::: Source extract :::

The Brain: Gender Identified
There is within the brain of both males and females, the Cingulate Gyrus, and it is located above the Corpus Callosum, which is the "bridge" between the right and left hemispheres of the brain. The Cingulate Gyrus is gender explicit in it's effects. Specifically, it is that which enables a mother, who is not in a very good mood, to talk sweet, melodic baby talk to her infant, who is not mature enough to read facial cues or discern rational conversation. Babies do comprehend, perhaps limbically, this melodic verbality and communicate with their own melodic utterances. It has been noted during research, that even deaf babies will make these melodic tones.
It is the female limbic system which prepares and advances the social-emotional communication between mother and child.
Sharks and fish have a limbic system which produces their "schooling", or grouping, as well as the head female of the group. However, they of course do not have highly evolved limbic systems and therefore do not have more emotional bonding with their offspring.
Israeli researchers recently studied developing fetus' and found that females had a thicker Corpus Callosum. It is the Corpus Callosum which connects the two halves of the brain. Thus concluding that females have language ability on both sides of their brains.
In research using brain imaging technology, it was found that when being read to, men's left hemisphere's showed activity, while both sides of women's brains showed activity. Which could explain how men can be listening and seem to be elsewhere.
During development, boys tend to be years ahead of girls when it comes to math and geometry, whereas girls are superior in language and fine motor skills. Males also tend to understand direction more profoundly than women, who often rely on landmarks when trying to find their way. Men tend to use east, west, north and south as indicators whereas women will use, "turn right", or "on the left".
Females have a higher interconnectivity (between cells as well between the left and right hemisphere), but males have more brain cells. Males tend to do better in spatial, mathematical aspects.
The male brain tends to weigh about 3 ounces more than the female brain.
There are differences in the male and female brain, however, those differences are not substantial, in structure and size. What researchers do seem to be sure of at this time, is that women are much better connected upstairs, while men have quantity. Cellularly speaking.
While there could be more to the left brain/authority, right brain/inuitive, there are male mathematicians who, when faced with difficult equations rely more on their intuition.
Clearly, the brain has identifiable mechanics and gender specific functions, but it is a vastly complex organ with a random of possibilities.

:::

According to the piece on male and female brains, how much more does the male brain tend to weigh than the female brain?

::: Available data :::

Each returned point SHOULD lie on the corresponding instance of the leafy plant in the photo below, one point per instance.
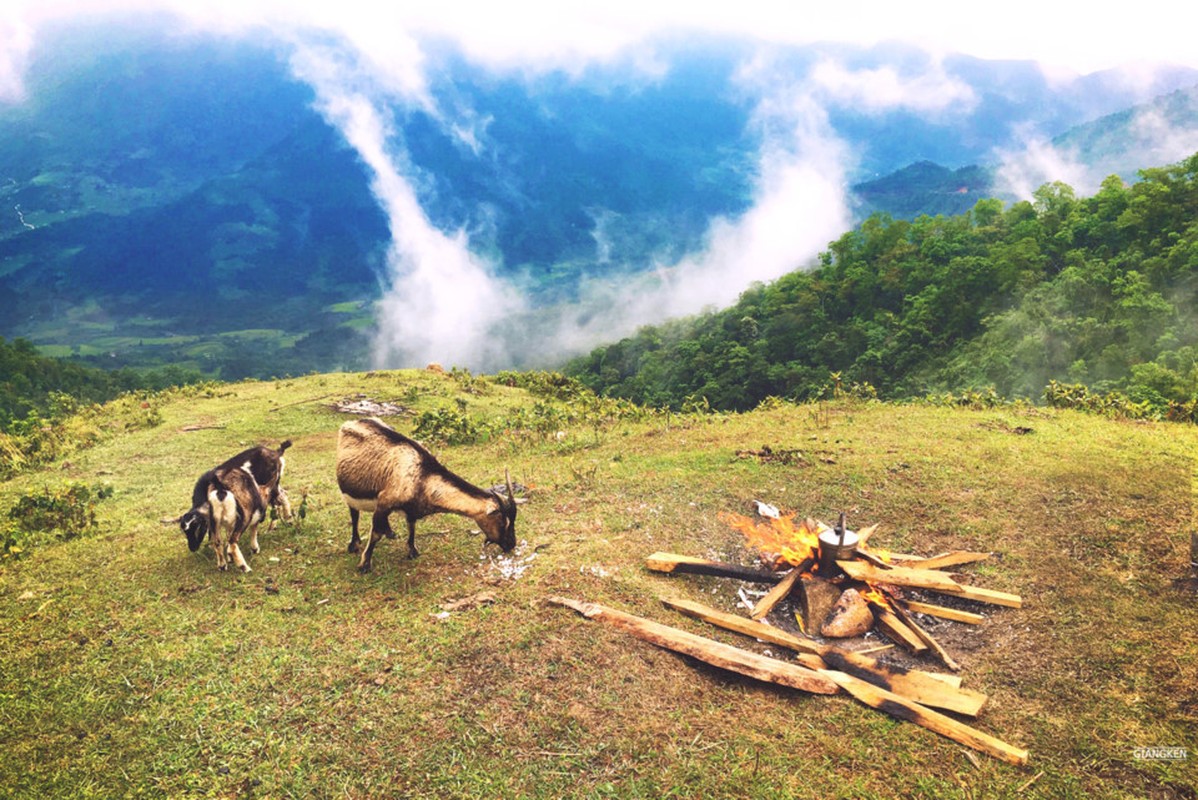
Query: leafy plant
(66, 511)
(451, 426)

:::
::: Available data :::

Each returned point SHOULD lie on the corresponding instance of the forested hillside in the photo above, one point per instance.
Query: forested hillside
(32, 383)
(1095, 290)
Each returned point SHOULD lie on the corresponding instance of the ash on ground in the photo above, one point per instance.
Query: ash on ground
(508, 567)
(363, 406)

:::
::: Available data :::

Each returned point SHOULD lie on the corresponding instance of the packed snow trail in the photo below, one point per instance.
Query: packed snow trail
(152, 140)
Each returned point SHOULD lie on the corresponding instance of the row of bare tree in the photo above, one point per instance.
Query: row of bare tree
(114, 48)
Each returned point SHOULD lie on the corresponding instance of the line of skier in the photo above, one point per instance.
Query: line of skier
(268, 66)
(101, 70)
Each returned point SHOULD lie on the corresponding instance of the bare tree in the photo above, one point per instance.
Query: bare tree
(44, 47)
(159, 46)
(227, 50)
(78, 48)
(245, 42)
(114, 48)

:::

### Output below
About 3 ounces.